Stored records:
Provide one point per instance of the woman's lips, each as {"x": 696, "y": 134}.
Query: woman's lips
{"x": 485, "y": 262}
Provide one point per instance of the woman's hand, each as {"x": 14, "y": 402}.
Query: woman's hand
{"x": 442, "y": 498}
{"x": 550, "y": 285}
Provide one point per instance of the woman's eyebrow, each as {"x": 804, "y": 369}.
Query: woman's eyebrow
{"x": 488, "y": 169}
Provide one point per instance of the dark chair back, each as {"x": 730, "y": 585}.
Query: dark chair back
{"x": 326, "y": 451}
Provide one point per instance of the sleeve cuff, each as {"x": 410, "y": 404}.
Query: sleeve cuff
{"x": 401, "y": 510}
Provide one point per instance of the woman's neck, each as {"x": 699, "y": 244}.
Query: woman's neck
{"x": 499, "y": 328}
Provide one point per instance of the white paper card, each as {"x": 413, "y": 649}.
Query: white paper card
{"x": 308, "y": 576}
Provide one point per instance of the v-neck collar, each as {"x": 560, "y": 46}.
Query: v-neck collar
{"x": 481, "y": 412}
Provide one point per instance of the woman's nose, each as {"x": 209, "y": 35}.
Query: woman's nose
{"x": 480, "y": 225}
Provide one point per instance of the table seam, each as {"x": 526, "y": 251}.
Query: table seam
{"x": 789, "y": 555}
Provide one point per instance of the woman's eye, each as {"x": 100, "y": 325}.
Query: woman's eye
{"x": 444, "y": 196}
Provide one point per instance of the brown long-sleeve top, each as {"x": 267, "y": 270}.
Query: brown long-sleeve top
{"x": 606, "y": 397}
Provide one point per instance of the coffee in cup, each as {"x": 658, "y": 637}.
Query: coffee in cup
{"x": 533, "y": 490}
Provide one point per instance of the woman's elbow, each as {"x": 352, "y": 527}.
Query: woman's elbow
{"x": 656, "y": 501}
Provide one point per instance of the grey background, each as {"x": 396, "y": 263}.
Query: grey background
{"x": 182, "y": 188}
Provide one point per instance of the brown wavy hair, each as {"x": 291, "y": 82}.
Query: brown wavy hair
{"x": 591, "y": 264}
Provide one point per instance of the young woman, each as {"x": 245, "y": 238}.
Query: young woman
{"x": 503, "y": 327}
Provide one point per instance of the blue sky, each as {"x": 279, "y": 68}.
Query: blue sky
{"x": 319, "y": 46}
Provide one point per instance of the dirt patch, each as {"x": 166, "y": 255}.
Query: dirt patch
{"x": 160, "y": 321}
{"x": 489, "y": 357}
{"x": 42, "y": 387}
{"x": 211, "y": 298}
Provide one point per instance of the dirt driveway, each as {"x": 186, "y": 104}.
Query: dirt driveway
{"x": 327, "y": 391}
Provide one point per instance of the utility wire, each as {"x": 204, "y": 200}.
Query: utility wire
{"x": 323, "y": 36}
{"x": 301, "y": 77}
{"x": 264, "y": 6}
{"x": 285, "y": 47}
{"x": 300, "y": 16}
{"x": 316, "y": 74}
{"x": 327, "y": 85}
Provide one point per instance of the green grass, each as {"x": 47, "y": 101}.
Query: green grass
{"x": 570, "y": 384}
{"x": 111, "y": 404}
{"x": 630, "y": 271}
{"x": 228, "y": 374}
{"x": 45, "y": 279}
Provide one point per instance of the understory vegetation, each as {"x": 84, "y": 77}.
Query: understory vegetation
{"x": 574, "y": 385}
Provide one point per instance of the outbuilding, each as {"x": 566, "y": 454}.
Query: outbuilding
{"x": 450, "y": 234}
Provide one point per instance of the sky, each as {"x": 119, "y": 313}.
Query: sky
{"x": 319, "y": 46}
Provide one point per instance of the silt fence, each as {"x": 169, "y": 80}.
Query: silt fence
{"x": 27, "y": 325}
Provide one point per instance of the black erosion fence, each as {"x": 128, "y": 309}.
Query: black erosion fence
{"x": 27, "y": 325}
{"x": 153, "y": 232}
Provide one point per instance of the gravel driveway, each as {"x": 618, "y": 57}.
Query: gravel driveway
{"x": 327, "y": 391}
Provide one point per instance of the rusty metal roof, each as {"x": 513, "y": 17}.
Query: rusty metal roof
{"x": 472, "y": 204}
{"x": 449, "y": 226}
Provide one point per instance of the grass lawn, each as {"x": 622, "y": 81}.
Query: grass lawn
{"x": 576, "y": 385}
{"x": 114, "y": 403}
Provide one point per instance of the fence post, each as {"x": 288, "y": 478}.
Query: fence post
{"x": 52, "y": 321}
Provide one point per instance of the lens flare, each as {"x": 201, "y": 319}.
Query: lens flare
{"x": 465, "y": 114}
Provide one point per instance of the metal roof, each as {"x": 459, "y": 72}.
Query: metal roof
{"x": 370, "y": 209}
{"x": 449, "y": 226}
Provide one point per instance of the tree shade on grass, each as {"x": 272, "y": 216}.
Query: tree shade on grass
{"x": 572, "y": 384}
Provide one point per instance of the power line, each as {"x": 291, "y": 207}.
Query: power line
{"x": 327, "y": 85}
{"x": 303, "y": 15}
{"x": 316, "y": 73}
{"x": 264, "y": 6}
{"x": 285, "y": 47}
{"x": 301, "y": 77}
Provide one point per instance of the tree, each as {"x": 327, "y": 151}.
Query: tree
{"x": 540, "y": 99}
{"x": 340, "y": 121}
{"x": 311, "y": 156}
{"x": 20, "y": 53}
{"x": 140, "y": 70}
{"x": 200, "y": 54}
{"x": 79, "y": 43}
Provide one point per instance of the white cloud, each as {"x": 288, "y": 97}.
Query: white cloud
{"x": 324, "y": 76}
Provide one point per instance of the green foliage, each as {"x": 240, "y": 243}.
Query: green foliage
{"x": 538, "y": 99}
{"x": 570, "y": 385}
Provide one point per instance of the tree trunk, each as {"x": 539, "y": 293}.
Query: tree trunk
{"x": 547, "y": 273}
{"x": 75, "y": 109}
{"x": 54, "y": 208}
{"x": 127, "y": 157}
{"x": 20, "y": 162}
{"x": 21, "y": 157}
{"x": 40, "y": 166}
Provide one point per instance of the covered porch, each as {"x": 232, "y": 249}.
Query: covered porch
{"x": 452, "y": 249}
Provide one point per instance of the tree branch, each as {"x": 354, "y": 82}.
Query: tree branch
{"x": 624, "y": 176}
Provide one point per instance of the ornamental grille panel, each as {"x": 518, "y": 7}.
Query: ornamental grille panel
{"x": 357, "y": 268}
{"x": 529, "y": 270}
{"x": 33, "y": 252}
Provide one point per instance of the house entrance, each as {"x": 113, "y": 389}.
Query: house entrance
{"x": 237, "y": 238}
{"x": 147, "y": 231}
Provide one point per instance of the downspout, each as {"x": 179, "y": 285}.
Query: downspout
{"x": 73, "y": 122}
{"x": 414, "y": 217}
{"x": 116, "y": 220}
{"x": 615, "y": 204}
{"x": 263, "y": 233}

- [To be done]:
All of the records must be retyped exactly as they are.

- [Correct response]:
Provide one point per instance of the woman's lips, each as {"x": 696, "y": 134}.
Query: woman's lips
{"x": 485, "y": 262}
Provide one point per instance of the woman's hand, each as {"x": 14, "y": 402}.
Query: woman's hand
{"x": 442, "y": 498}
{"x": 550, "y": 285}
Provide one point per instance of the woman's eyebrow, each as {"x": 804, "y": 369}.
Query: woman's eyebrow
{"x": 488, "y": 169}
Provide one point per instance of the dark chair back, each as {"x": 730, "y": 585}.
Query: dark chair back
{"x": 326, "y": 451}
Provide one point per instance of the sleeve cuff, each as {"x": 410, "y": 404}.
Query: sleeve cuff
{"x": 401, "y": 510}
Provide one point per instance of the woman's neck, each as {"x": 699, "y": 244}.
Query: woman's neck
{"x": 499, "y": 328}
Provide one point per instance of the white paper card, each as {"x": 413, "y": 649}.
Query: white paper card
{"x": 308, "y": 576}
Provide one point per instance of the v-neck collar, each as {"x": 560, "y": 46}.
Query: v-neck collar
{"x": 481, "y": 412}
Provide one point per instance of the woman's nose, each as {"x": 209, "y": 35}.
Query: woman's nose
{"x": 480, "y": 225}
Provide one point per instance of the table seam, each as {"x": 526, "y": 251}.
Query: table seam
{"x": 789, "y": 555}
Provide one point per instance of the woman's eye, each as {"x": 100, "y": 325}.
Query: woman's eye
{"x": 444, "y": 196}
Provide one point per instance of the brown long-sleeve top, each as {"x": 267, "y": 270}.
Query: brown long-sleeve top
{"x": 606, "y": 397}
Provide one point per instance of the coffee in cup, each as {"x": 658, "y": 637}.
Query: coffee in cup
{"x": 533, "y": 490}
Provide one point per instance of the woman's elbow, each as {"x": 352, "y": 527}.
Query: woman's elbow
{"x": 656, "y": 501}
Provide one point per instance of the grey background, each as {"x": 396, "y": 263}.
Query: grey background
{"x": 182, "y": 188}
Provide one point per instance of the brown wavy hair, each as {"x": 291, "y": 82}.
Query: brown wavy hair
{"x": 591, "y": 264}
Provide one point per instance of the young woman, each as {"x": 245, "y": 238}.
Query: young woman
{"x": 503, "y": 327}
Provide one point per instance of the blue sky, each as {"x": 279, "y": 68}.
Query: blue sky
{"x": 319, "y": 46}
Provide one point per instance of the dirt patch, each as {"x": 166, "y": 255}.
Query: dirt patch
{"x": 160, "y": 321}
{"x": 489, "y": 357}
{"x": 42, "y": 387}
{"x": 211, "y": 298}
Provide one point per instance of the dirt driveway, each as {"x": 186, "y": 104}.
Query: dirt driveway
{"x": 327, "y": 391}
Provide one point per instance of the utility wire, each as {"x": 204, "y": 200}.
Query: utility wire
{"x": 323, "y": 36}
{"x": 301, "y": 77}
{"x": 264, "y": 6}
{"x": 285, "y": 47}
{"x": 300, "y": 16}
{"x": 316, "y": 74}
{"x": 327, "y": 85}
Provide one point per instance of the green grass, each as {"x": 47, "y": 101}.
Query: green grass
{"x": 570, "y": 384}
{"x": 111, "y": 404}
{"x": 630, "y": 271}
{"x": 228, "y": 374}
{"x": 45, "y": 279}
Provide one point per instance of the understory vegetation, each as {"x": 84, "y": 77}.
Query: understory vegetation
{"x": 574, "y": 385}
Provide one point per instance of the outbuilding, each as {"x": 566, "y": 454}.
Query: outbuilding
{"x": 450, "y": 234}
Provide one point per instance of the sky, each as {"x": 119, "y": 313}.
Query: sky
{"x": 319, "y": 46}
Provide one point per instance of the silt fence, each as {"x": 169, "y": 80}.
Query: silt fence
{"x": 27, "y": 325}
Provide one point per instance of the black erosion fence, each as {"x": 128, "y": 309}.
Query: black erosion fence
{"x": 27, "y": 325}
{"x": 153, "y": 232}
Provide one point per instance of the gravel driveway, each as {"x": 618, "y": 57}.
Query: gravel driveway
{"x": 327, "y": 391}
Provide one point per instance of the rusty metal roof, each as {"x": 513, "y": 17}.
Query: rusty metal roof
{"x": 472, "y": 204}
{"x": 449, "y": 226}
Provide one point per instance of the grass lawn, each as {"x": 622, "y": 81}.
Query: grass lawn
{"x": 576, "y": 385}
{"x": 114, "y": 403}
Provide one point per instance of the fence post, each as {"x": 288, "y": 478}.
Query: fence post
{"x": 52, "y": 321}
Provide one point per instance of the lens flare, each as {"x": 201, "y": 319}.
Query: lens flare
{"x": 465, "y": 114}
Provide one point per instance of the metal roof, each as {"x": 459, "y": 72}.
Query: metal roof
{"x": 370, "y": 209}
{"x": 449, "y": 226}
Provide one point per instance of the tree shade on grass, each as {"x": 272, "y": 216}.
Query: tree shade on grass
{"x": 572, "y": 384}
Provide one point per instance of the power line, each as {"x": 291, "y": 207}.
Query: power line
{"x": 327, "y": 85}
{"x": 303, "y": 15}
{"x": 316, "y": 73}
{"x": 264, "y": 6}
{"x": 285, "y": 47}
{"x": 301, "y": 77}
Provide one point per instance of the tree, each as {"x": 327, "y": 151}.
Query: tree
{"x": 540, "y": 99}
{"x": 340, "y": 121}
{"x": 311, "y": 156}
{"x": 20, "y": 53}
{"x": 140, "y": 70}
{"x": 200, "y": 54}
{"x": 79, "y": 43}
Provide one point per instance of the white cloud, each as {"x": 288, "y": 97}.
Query: white cloud
{"x": 324, "y": 76}
Provide one point per instance of the green foliage, each as {"x": 240, "y": 243}.
Query: green foliage
{"x": 538, "y": 99}
{"x": 570, "y": 385}
Provide one point per instance of the tree trunk, each as {"x": 539, "y": 293}.
Query: tree trunk
{"x": 547, "y": 273}
{"x": 75, "y": 109}
{"x": 54, "y": 208}
{"x": 127, "y": 157}
{"x": 20, "y": 162}
{"x": 21, "y": 157}
{"x": 40, "y": 166}
Provide one point per instance of the covered porch, each as {"x": 232, "y": 249}.
Query: covered porch
{"x": 452, "y": 249}
Provide one point per instance of the tree branch, each as {"x": 354, "y": 82}.
Query: tree branch
{"x": 624, "y": 176}
Provide one point per instance of the ornamental grille panel, each as {"x": 518, "y": 7}.
Query: ornamental grille panel
{"x": 357, "y": 268}
{"x": 529, "y": 270}
{"x": 33, "y": 252}
Provide one point per instance of the house entrance, each as {"x": 113, "y": 389}.
Query: house entrance
{"x": 237, "y": 238}
{"x": 147, "y": 231}
Provide one point per instance of the downspout, each as {"x": 179, "y": 285}.
Query: downspout
{"x": 73, "y": 122}
{"x": 414, "y": 217}
{"x": 116, "y": 220}
{"x": 615, "y": 204}
{"x": 263, "y": 233}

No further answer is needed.